*READING PASSAGE:*

Replace Tabs With Spaces

Description

Finds horizontal tab characters (0x09) in a string and replaces them with the spaces that produce the same horizontal offset.

Usage

tabs_as_spaces(
  x,
  tab.stops = getOption("fansi.tab.stops", 8L),
  warn = getOption("fansi.warn", TRUE),
  ctl = "all"
)

Arguments

x

character vector or object coercible to character; any tabs therein will be replaced.

tab.stops

integer(1:n) indicating position of tab stops to use when converting tabs to spaces. If there are more tabs in a line than defined tab stops the last tab stop is re-used. For the purposes of applying tab stops, each input line is considered a line and the character count begins from the beginning of the input line.

warn

TRUE (default) or FALSE, whether to warn when potentially problematic Control Sequences are encountered. These could cause the assumptions fansi makes about how strings are rendered on your display to be incorrect, for example by moving the cursor (see ?fansi). At most one warning will be issued per element in each input vector. Will also warn about some badly encoded UTF-8 strings, but a lack of UTF-8 warnings is not a guarantee of correct encoding (use validUTF8 for that).

ctl

character, which Control Sequences should be treated specially. Special treatment is context dependent, and may include detecting them and/or computing their display/character width as zero. For the SGR subset of the ANSI CSI sequences, and OSC hyperlinks, fansi will also parse, interpret, and reapply the sequences as needed. You can modify whether a Control Sequence is treated specially with the ctl parameter.

  • "nl": newlines.

  • "c0": all other "C0" control characters (i.e. 0x01-0x1f, 0x7F), except for newlines and the actual ESC (0x1B) character.

  • "sgr": ANSI CSI SGR sequences.

  • "csi": all non-SGR ANSI CSI sequences.

  • "url": OSC hyperlinks

  • "osc": all non-OSC-hyperlink OSC sequences.

  • "esc": all other escape sequences.

  • "all": all of the above, except when used in combination with any of the above, in which case it means "all but".

Details

Since we do not know of a reliable cross platform means of detecting tab stops you will need to provide them yourself if you are using anything outside of the standard tab stop every 8 characters that is the default.

Value

character, x with tabs replaced by spaces, with elements possibly converted to UTF-8.

Note

Non-ASCII strings are converted to and returned in UTF-8 encoding. The ctl parameter only affects which Control Sequences are considered zero width. Tabs will always be converted to spaces, irrespective of the ctl setting.

*TASK SET:*
a) Reproduce word for word the part of the tab-replacement documentation that opens with the words containing "Non-ASCII strings are" and closes with "the ctl setting.".
b) According to the tab-replacement documentation, why must users supply their own tab stops when they are not using the default of one every 8 characters?
c) Continue the tab-replacement documentation, starting after its final sentence.

Outline annotation records:
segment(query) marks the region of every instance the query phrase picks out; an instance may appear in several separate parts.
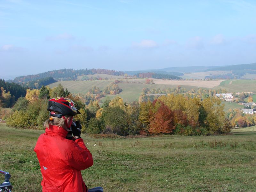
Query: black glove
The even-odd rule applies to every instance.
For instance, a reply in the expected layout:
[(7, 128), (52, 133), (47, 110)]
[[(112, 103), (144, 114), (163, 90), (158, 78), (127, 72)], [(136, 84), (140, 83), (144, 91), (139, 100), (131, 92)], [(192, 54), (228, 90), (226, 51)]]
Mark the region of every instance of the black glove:
[(81, 129), (82, 128), (82, 127), (80, 124), (79, 121), (76, 121), (75, 123), (74, 122), (72, 123), (71, 127), (73, 135), (74, 136), (80, 137), (81, 135)]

*RESPONSES TO THE TASKS:*
a)
Non-ASCII strings are converted to and returned in UTF-8 encoding. The ctl parameter only affects which Control Sequences are considered zero width. Tabs will always be converted to spaces, irrespective of the ctl setting.

b) The authors do not know of a reliable cross-platform way to detect tab stops. Any tab stops other than the standard default therefore have to be provided by the user.

c)
See Also

?fansi for details on how Control Sequences are interpreted, particularly if you are getting unexpected results, unhandled_ctl for detecting bad control sequences.

Examples

string <- '1\t12\t123\t1234\t12345678'
tabs_as_spaces(string)
writeLines(
  c(
    '-------|-------|-------|-------|-------|',
    tabs_as_spaces(string)
) )
writeLines(
  c(
    '-|--|--|--|--|--|--|--|--|--|--|',
    tabs_as_spaces(string, tab.stops=c(2, 3))
) )
writeLines(
  c(
    '-|--|-------|-------|-------|',
    tabs_as_spaces(string, tab.stops=c(2, 3, 8))
) )

Test Terminal Capabilities

Description

Outputs ANSI CSI SGR formatted text to screen so that you may visually inspect what color capabilities your terminal supports.

Usage

term_cap_test()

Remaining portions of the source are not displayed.